■ Items from a dataset:
==================================================
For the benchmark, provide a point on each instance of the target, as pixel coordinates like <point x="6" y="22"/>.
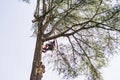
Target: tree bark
<point x="37" y="59"/>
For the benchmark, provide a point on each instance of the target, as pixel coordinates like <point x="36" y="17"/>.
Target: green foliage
<point x="91" y="28"/>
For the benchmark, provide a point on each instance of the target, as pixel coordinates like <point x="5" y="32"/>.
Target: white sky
<point x="17" y="47"/>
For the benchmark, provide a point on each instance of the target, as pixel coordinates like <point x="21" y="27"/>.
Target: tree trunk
<point x="37" y="70"/>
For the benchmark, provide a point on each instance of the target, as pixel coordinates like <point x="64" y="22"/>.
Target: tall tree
<point x="90" y="28"/>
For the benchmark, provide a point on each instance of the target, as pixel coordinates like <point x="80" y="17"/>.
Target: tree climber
<point x="49" y="46"/>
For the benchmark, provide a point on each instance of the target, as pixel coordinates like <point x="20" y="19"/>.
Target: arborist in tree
<point x="49" y="46"/>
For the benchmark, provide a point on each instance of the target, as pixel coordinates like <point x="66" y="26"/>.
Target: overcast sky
<point x="17" y="47"/>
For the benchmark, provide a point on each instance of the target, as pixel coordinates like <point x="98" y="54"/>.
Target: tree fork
<point x="37" y="66"/>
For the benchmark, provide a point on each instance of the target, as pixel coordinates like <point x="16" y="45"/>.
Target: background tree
<point x="90" y="28"/>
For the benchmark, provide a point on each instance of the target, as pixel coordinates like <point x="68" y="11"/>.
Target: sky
<point x="17" y="45"/>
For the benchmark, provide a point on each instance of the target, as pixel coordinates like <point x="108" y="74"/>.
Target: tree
<point x="91" y="28"/>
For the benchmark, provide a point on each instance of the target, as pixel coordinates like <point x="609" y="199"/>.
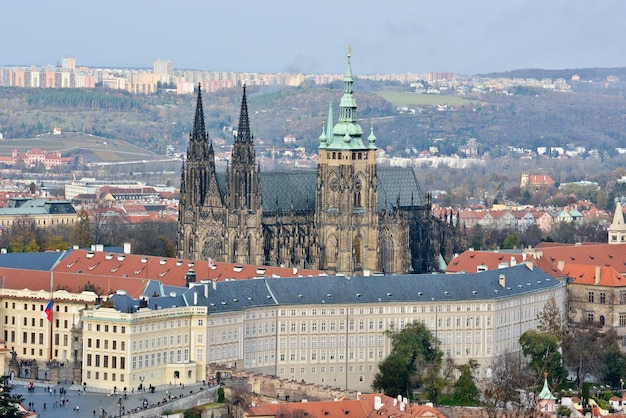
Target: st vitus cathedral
<point x="349" y="217"/>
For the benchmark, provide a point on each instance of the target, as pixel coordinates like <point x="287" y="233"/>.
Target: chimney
<point x="190" y="277"/>
<point x="377" y="403"/>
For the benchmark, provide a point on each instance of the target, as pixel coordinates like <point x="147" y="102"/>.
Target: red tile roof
<point x="470" y="260"/>
<point x="169" y="271"/>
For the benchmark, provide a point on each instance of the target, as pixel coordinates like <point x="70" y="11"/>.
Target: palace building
<point x="348" y="217"/>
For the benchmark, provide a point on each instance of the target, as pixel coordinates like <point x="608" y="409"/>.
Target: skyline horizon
<point x="277" y="37"/>
<point x="150" y="67"/>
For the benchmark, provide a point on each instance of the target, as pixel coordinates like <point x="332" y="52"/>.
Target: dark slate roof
<point x="32" y="261"/>
<point x="411" y="288"/>
<point x="39" y="206"/>
<point x="333" y="290"/>
<point x="398" y="183"/>
<point x="281" y="190"/>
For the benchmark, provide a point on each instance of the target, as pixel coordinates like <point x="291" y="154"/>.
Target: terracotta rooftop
<point x="472" y="261"/>
<point x="169" y="271"/>
<point x="365" y="406"/>
<point x="549" y="257"/>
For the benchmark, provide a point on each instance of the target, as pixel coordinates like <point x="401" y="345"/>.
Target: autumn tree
<point x="551" y="320"/>
<point x="584" y="347"/>
<point x="81" y="234"/>
<point x="544" y="357"/>
<point x="500" y="388"/>
<point x="465" y="389"/>
<point x="614" y="365"/>
<point x="414" y="363"/>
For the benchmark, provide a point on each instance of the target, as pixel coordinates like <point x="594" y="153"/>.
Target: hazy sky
<point x="387" y="36"/>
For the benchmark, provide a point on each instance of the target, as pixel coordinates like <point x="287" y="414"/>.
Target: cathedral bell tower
<point x="200" y="209"/>
<point x="347" y="191"/>
<point x="244" y="229"/>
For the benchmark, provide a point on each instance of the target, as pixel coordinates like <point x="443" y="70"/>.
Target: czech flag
<point x="47" y="313"/>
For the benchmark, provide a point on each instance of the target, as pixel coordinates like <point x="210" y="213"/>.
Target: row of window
<point x="380" y="310"/>
<point x="175" y="356"/>
<point x="172" y="324"/>
<point x="105" y="361"/>
<point x="372" y="325"/>
<point x="106" y="328"/>
<point x="105" y="376"/>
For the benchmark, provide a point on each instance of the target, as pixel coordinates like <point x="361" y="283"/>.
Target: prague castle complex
<point x="349" y="217"/>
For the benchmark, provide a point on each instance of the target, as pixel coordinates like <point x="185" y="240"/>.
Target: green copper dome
<point x="347" y="134"/>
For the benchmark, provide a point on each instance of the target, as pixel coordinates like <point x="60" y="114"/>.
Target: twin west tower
<point x="349" y="217"/>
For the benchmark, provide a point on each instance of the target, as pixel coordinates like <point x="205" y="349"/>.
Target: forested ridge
<point x="590" y="116"/>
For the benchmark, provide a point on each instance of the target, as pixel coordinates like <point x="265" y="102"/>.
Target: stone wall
<point x="276" y="388"/>
<point x="188" y="401"/>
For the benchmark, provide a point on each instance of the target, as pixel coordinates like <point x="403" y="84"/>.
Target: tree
<point x="551" y="321"/>
<point x="414" y="362"/>
<point x="81" y="234"/>
<point x="500" y="388"/>
<point x="614" y="366"/>
<point x="465" y="389"/>
<point x="7" y="403"/>
<point x="583" y="349"/>
<point x="543" y="350"/>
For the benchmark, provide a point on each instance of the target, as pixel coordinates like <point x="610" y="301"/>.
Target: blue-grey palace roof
<point x="342" y="290"/>
<point x="296" y="189"/>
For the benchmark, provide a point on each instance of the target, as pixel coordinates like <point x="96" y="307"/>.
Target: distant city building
<point x="164" y="71"/>
<point x="41" y="212"/>
<point x="36" y="156"/>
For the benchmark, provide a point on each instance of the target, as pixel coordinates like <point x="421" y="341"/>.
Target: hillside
<point x="88" y="148"/>
<point x="590" y="116"/>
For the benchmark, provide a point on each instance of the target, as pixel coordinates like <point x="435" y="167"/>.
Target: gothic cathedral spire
<point x="347" y="192"/>
<point x="243" y="197"/>
<point x="199" y="195"/>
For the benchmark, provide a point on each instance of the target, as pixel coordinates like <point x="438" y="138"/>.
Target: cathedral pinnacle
<point x="243" y="132"/>
<point x="199" y="131"/>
==================================================
Transcribe each line above verbatim, with the pictures left out.

For the benchmark, provide a point on each instance of the target, as pixel coordinates like <point x="6" y="22"/>.
Target: tree bark
<point x="37" y="59"/>
For the benchmark, provide a point on each instance of the target, as pixel coordinates like <point x="36" y="17"/>.
Target: green foliage
<point x="91" y="28"/>
For the benchmark, provide a point on each instance of the target, as pixel coordinates like <point x="5" y="32"/>.
Target: white sky
<point x="17" y="47"/>
For the benchmark, provide a point on each instance of the target, as pixel coordinates like <point x="21" y="27"/>.
Target: tree trunk
<point x="37" y="70"/>
For the benchmark, provide a point on each instance of the target, as pixel coordinates like <point x="64" y="22"/>.
Target: tall tree
<point x="90" y="28"/>
For the benchmark, provide a point on each instance of the target, as pixel coordinates like <point x="80" y="17"/>.
Target: tree climber
<point x="49" y="46"/>
For the benchmark, provide a point on each instance of the target, as pixel coordinates like <point x="20" y="19"/>.
Target: arborist in tree
<point x="49" y="46"/>
For the benchmark, provide a point on each instance of the target, as pixel coordinates like <point x="66" y="26"/>.
Target: overcast sky
<point x="17" y="47"/>
For the benchmark, provide a point on each instance of the target, as pixel coordinates like <point x="98" y="54"/>.
Target: tree fork
<point x="37" y="66"/>
For the benchmark, provide a point on each instance of the target, as pixel coordinates like <point x="16" y="45"/>.
Target: background tree
<point x="90" y="28"/>
For the benchmark, provide a point on each instance of the target, as pixel coordinates like <point x="68" y="11"/>.
Target: sky
<point x="17" y="45"/>
For the benchmark, provide a point on each instance of the target, as pixel coordinates like <point x="108" y="74"/>.
Target: tree
<point x="91" y="28"/>
For the benchmark, provide a point on each instance of the target, as pixel coordinates like <point x="609" y="199"/>.
Target: st vitus cathedral
<point x="349" y="217"/>
For the benchmark, provide a point on each instance of the target, as pixel coordinates like <point x="287" y="233"/>.
Target: chimney
<point x="190" y="277"/>
<point x="377" y="403"/>
For the benchmark, provide a point on each instance of the target, as pixel coordinates like <point x="147" y="102"/>.
Target: red tile roof
<point x="470" y="260"/>
<point x="169" y="271"/>
For the benchmark, provide a point on each instance of the target, as pixel coordinates like <point x="70" y="11"/>.
Target: palace building
<point x="348" y="217"/>
For the benchmark, provide a point on each instance of the target, as pixel coordinates like <point x="608" y="409"/>.
Target: skyline horizon
<point x="277" y="37"/>
<point x="150" y="67"/>
For the benchmark, provide a point on each instance of the target, as pixel coordinates like <point x="332" y="52"/>.
Target: dark slate roof
<point x="32" y="261"/>
<point x="411" y="288"/>
<point x="39" y="206"/>
<point x="333" y="290"/>
<point x="398" y="183"/>
<point x="281" y="190"/>
For the benchmark, provide a point on each instance of the target, as pixel coordinates like <point x="291" y="154"/>.
Target: terracotta rooftop
<point x="472" y="261"/>
<point x="169" y="271"/>
<point x="365" y="406"/>
<point x="549" y="257"/>
For the benchmark, provide a point on each instance of the target, as pixel coordinates like <point x="401" y="345"/>.
Target: autumn tree
<point x="551" y="320"/>
<point x="584" y="347"/>
<point x="81" y="234"/>
<point x="544" y="357"/>
<point x="500" y="388"/>
<point x="465" y="389"/>
<point x="614" y="365"/>
<point x="414" y="363"/>
For the benchmark, provide a point on each instance of the target, as pixel coordinates like <point x="594" y="153"/>.
Target: hazy sky
<point x="387" y="36"/>
For the benchmark, provide a point on each instance of the target, as pixel coordinates like <point x="287" y="414"/>.
Target: cathedral bell tower
<point x="200" y="209"/>
<point x="347" y="191"/>
<point x="244" y="229"/>
For the benchmark, provide a point on each instance of the target, as pixel coordinates like <point x="443" y="70"/>.
Target: czech flag
<point x="47" y="313"/>
For the benchmark, provide a point on each instance of the target, as pixel coordinates like <point x="210" y="213"/>.
Target: row of window
<point x="380" y="310"/>
<point x="175" y="356"/>
<point x="172" y="324"/>
<point x="105" y="361"/>
<point x="372" y="325"/>
<point x="106" y="328"/>
<point x="105" y="376"/>
For the benchmark, provide a point on each instance of the target, as pixel coordinates like <point x="361" y="283"/>.
Target: prague castle complex
<point x="349" y="217"/>
For the benchmark, provide a point on each instance of the target, as pixel coordinates like <point x="185" y="240"/>.
Target: green copper dome
<point x="347" y="134"/>
For the benchmark, provide a point on each instance of the target, as pixel coordinates like <point x="60" y="114"/>.
Target: twin west tower
<point x="349" y="217"/>
For the benchmark, provide a point on each instance of the target, as pixel coordinates like <point x="205" y="349"/>.
Target: forested ridge
<point x="590" y="116"/>
For the benchmark, provide a point on each instance of the target, as pixel coordinates like <point x="265" y="102"/>.
Target: stone wall
<point x="276" y="388"/>
<point x="188" y="401"/>
For the benchmark, provide a point on each instance of the target, as pixel coordinates like <point x="403" y="84"/>.
Target: tree
<point x="551" y="321"/>
<point x="414" y="362"/>
<point x="81" y="234"/>
<point x="500" y="388"/>
<point x="614" y="366"/>
<point x="465" y="389"/>
<point x="7" y="403"/>
<point x="583" y="349"/>
<point x="543" y="350"/>
For the benchmark, provide a point on each instance of the target, as pixel coordinates like <point x="610" y="301"/>.
Target: blue-grey palace roof
<point x="342" y="290"/>
<point x="296" y="189"/>
For the benchmark, provide a point on each instance of the target, as pixel coordinates like <point x="96" y="307"/>.
Target: distant city building
<point x="164" y="71"/>
<point x="41" y="212"/>
<point x="36" y="156"/>
For the benchmark, provide a point on each instance of the target, as pixel coordinates like <point x="421" y="341"/>.
Target: hillside
<point x="88" y="148"/>
<point x="590" y="116"/>
For the benchmark, provide a point on each instance of the target, as pixel coordinates like <point x="435" y="167"/>.
Target: gothic cathedral spire
<point x="347" y="192"/>
<point x="243" y="197"/>
<point x="199" y="195"/>
For the benchmark, provide a point on each instance of the target, as pixel coordinates like <point x="438" y="138"/>.
Target: cathedral pinnacle
<point x="243" y="132"/>
<point x="199" y="131"/>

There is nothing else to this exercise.